▶ [What this task involves] Reproduce the article on infants recognizing monkey faces in full, word for word.

═════ Source extract ═════

Study: Babies Better at Spotting Monkeys

ByABC News
May 15, 2002, 1:39 PM

May 17 -- Spotting a friend in a crowd can be difficult, but imagine trying to find one monkey in a stadium full of them.

A 6-month-old baby would do well at the task, say scientists.

New research suggests that infants are better at remembering and recognizing the faces of monkeys than older babies and adults are.

In a similar way that people zoom in on sounds of certain languages at young ages, we also fine-tune our brains to recognize certain kinds of faces as we age namely, human. In doing so, this study suggests, we eventually tune out the ability to recognize other kinds of faces.

The work carries implications in an ongoing debate over whether face recognition is an innate skill of genetic origin or one that is learned.

"This proves that it's a learned ability," argues Charles Nelson, a professor of child development, neuroscience and pediatrics at the University of Minnesota and co-author of the study appearing in this week's Science. "We know newborns have some genetic potential for face recognition, but this shows they develop it by experience."

═════ Study material ═════

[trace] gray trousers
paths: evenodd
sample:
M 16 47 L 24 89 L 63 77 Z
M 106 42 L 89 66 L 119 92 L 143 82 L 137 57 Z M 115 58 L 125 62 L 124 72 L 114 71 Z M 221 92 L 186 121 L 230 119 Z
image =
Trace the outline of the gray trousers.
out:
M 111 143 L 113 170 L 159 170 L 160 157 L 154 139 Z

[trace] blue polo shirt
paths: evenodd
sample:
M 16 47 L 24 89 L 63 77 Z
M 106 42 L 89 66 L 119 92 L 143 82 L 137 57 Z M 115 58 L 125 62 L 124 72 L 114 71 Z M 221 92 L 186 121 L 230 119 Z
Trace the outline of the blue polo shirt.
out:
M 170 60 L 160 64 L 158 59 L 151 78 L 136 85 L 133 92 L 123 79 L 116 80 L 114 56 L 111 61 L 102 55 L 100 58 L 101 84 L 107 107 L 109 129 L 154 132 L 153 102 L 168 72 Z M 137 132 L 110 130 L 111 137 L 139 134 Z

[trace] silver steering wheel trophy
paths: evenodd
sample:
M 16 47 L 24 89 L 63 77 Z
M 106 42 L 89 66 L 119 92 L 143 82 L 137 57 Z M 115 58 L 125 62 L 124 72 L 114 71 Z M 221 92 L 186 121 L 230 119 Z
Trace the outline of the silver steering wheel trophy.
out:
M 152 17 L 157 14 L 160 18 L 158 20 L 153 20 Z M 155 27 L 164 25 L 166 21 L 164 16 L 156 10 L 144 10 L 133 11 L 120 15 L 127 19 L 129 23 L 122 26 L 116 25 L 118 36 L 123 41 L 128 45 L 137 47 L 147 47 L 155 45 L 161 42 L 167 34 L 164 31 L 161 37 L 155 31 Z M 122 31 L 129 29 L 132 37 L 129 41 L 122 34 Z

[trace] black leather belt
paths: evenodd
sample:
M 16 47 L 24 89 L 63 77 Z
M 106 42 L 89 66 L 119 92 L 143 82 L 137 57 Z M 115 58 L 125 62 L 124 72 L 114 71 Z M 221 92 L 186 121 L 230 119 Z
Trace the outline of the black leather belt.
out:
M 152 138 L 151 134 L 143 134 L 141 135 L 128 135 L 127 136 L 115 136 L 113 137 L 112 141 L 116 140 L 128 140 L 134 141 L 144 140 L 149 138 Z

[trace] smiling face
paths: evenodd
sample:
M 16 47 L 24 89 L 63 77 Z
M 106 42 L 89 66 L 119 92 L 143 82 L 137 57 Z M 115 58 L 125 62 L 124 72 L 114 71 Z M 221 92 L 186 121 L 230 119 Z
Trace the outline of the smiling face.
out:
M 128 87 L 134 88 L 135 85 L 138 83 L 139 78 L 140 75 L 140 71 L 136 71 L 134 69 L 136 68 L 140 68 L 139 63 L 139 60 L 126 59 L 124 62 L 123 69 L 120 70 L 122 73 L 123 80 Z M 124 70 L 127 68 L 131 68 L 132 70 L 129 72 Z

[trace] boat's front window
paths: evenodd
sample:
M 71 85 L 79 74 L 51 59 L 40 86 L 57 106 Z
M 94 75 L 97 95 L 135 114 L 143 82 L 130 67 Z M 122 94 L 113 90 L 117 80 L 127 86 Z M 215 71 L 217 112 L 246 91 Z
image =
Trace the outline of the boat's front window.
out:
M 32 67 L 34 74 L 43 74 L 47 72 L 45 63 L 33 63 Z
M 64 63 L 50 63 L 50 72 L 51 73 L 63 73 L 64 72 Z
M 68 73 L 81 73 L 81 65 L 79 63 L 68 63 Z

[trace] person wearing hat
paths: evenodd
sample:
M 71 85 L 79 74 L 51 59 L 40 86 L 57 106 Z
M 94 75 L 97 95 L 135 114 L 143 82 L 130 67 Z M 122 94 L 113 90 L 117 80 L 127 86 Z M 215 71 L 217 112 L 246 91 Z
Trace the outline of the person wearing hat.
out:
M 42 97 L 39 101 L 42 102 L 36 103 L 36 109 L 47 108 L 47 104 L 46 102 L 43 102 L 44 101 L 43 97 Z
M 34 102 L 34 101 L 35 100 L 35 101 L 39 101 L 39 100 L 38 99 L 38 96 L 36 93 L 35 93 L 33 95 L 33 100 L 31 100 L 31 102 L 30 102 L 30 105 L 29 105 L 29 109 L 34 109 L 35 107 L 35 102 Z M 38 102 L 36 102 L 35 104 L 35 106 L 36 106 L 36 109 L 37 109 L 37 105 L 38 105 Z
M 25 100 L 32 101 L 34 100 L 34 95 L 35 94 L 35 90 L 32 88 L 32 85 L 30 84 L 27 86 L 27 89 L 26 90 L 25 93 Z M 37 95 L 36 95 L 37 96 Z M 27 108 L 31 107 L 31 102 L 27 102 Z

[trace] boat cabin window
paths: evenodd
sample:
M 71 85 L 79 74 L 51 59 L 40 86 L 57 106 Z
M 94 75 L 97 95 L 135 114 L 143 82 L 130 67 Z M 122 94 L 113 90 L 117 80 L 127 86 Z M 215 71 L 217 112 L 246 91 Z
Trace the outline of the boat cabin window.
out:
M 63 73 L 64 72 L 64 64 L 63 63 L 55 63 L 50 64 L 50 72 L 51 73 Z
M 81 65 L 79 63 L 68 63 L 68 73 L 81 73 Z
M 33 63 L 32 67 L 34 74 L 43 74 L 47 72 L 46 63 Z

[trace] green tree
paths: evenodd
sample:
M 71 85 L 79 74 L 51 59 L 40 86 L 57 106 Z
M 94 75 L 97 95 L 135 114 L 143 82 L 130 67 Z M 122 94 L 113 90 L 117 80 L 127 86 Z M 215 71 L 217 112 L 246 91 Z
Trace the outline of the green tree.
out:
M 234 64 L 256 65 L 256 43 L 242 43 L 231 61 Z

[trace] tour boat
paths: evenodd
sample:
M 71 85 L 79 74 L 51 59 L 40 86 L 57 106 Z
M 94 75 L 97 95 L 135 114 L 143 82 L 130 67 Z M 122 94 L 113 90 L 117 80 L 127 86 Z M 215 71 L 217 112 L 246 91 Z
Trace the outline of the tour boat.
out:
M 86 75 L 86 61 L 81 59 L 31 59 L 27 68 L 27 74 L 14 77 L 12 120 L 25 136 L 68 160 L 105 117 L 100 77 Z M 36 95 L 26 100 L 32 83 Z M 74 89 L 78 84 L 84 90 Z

═════

▶ [Response to this exercise]
Study: Babies Better at Spotting Monkeys

ByABC News
May 15, 2002, 1:39 PM

May 17 -- Spotting a friend in a crowd can be difficult, but imagine trying to find one monkey in a stadium full of them.

A 6-month-old baby would do well at the task, say scientists.

New research suggests that infants are better at remembering and recognizing the faces of monkeys than older babies and adults are.

In a similar way that people zoom in on sounds of certain languages at young ages, we also fine-tune our brains to recognize certain kinds of faces as we age namely, human. In doing so, this study suggests, we eventually tune out the ability to recognize other kinds of faces.

The work carries implications in an ongoing debate over whether face recognition is an innate skill of genetic origin or one that is learned.

"This proves that it's a learned ability," argues Charles Nelson, a professor of child development, neuroscience and pediatrics at the University of Minnesota and co-author of the study appearing in this week's Science. "We know newborns have some genetic potential for face recognition, but this shows they develop it by experience."